Study questions:
1 – How many people did the researchers measure in the vitamin D article?
2 – According to the vitamin D article, why did the researchers decide to measure vitamin D status in their subjects?

Page text:
Vitamin D Deficiency Linked to Increased Risk of Heart Disease and Stroke
Low levels of vitamin D may increase the risk of heart disease and stroke by as much as 62 percent, scientists reported in a new study.
A growing body of evidence suggests that vitamin D deficiency may adversely affect the cardiovascular system. Vitamin D receptors have a broad tissue distribution in areas related to cardiovascular health, including vascular smooth muscle, endothelium, and cardiomyocytes (cells in the heart).
Consequently, researchers set out to measure vitamin D status in 1,739 subjects (mean age 59 years; 55 percent women) without prior cardiovascular disease.
Overall, 28 percent of individuals had levels less than 15 ng/mL, and 9 percent had levels less than 10 ng/mL. During a mean follow-up of 5.4 years, 120 individuals developed a first cardiovascular event. Individuals with vitamin D levels less than 15 ng/mL were 62 percent more likely to develop cardiovascular events than people with 25(OH)D levels over 15 ng/mL.

Data below:
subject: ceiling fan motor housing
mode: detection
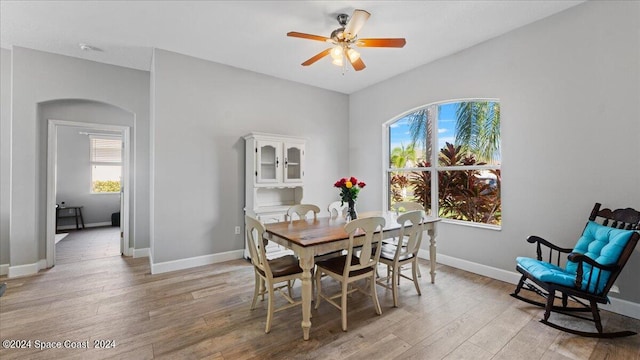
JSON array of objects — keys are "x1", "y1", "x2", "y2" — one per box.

Outputs by task:
1 – 1,739 subjects without prior cardiovascular disease.

2 – A growing body of evidence suggests that vitamin D deficiency may harm the cardiovascular system. Vitamin D receptors are also widely distributed in tissues related to cardiovascular health, including vascular smooth muscle, endothelium, and heart cells.